QUOTED PASSAGE>
Timeouts in datastore queries - java

I am using objectify v5.1.11 from auto scaled app engine instances in java8 runtime environment.
I have an API which IOT devices call periodically to upload statistics information. In this API, I insert an entity to datastore to store the statistics information. This entity uses the auto generated IDs of datastore. Entity definition is as follows:
#Entity(name = "Stats")
public class StatsEntity {
#Id
private Long statisticsId;
#Index
private Long deviceId;
#Index
private String statsKey;
#Index
private Date creationTime;
}
But I had a requirement of checking for duplicates before inserting the entity. I switched to custom generated (String) Ids. I came up with a mechanism of appending the deviceId to statsKey (unique for each statistic within device) string provided by the device to generate the ID.

DATASET SECTION>

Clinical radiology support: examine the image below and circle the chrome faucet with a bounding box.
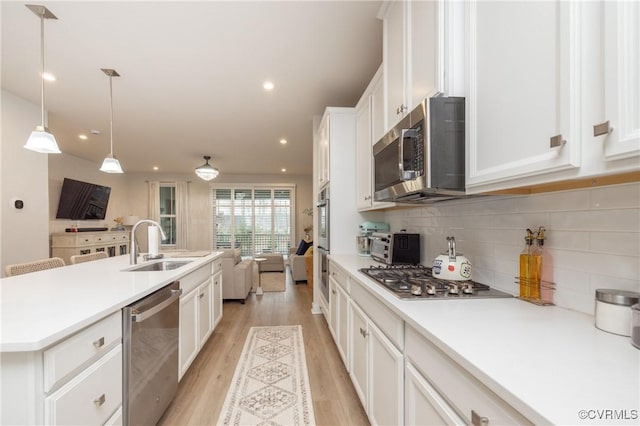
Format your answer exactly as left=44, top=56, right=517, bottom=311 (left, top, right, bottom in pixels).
left=129, top=219, right=167, bottom=265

SHORT EXERCISE 1>
Substitute "statisticKey" for "statsKey" in the post about datastore query timeouts, then write out the part starting with "I am using objectify" and going on through "generate the ID.".
SHORT EXERCISE 2>
Proceed with the post about datastore query timeouts from the point where it stops.

TASK OUTPUT 1>
I am using objectify v5.1.11 from auto scaled app engine instances in java8 runtime environment.
I have an API which IOT devices call periodically to upload statistics information. In this API, I insert an entity to datastore to store the statistics information. This entity uses the auto generated IDs of datastore. Entity definition is as follows:
#Entity(name = "Stats")
public class StatsEntity {
#Id
private Long statisticsId;
#Index
private Long deviceId;
#Index
private String statisticKey;
#Index
private Date creationTime;
}
But I had a requirement of checking for duplicates before inserting the entity. I switched to custom generated (String) Ids. I came up with a mechanism of appending the deviceId to statisticKey (unique for each statistic within device) string provided by the device to generate the ID.

TASK OUTPUT 2>
This is to avoid the eventual consistency behaviour if I use query to check if the entity already exists. Since get by ID is strongly consistent I can use it to check for duplicates.
There is another API to fetch the statistics uploaded by a device. In this API, I list the entities by filtering on deviceId and order by creationTime in descending order (newest first) with a page size of 100. This request times out since the request exceeds the 60s limit of appengine. I see the following exception in the logs:
Task was cancelled.
java.util.concurrent.CancellationException: Task was cancelled.
at com.google.common.util.concurrent.AbstractFuture.cancellationExceptionWithCause(AbstractFuture.java:1355)
at com.google.common.util.concurrent.AbstractFuture.getDoneValue(AbstractFuture.java:555)
at com.google.common.util.concurrent.AbstractFuture.get(AbstractFuture.java:436)
at com.google.common.util.concurrent.AbstractFuture$TrustedFuture.get(AbstractFuture.java:99)
at com.google.appengine.tools.development.TimedFuture.get(TimedFuture.java:42)
at com.google.common.util.concurrent.ForwardingFuture.get(ForwardingFuture.java:62)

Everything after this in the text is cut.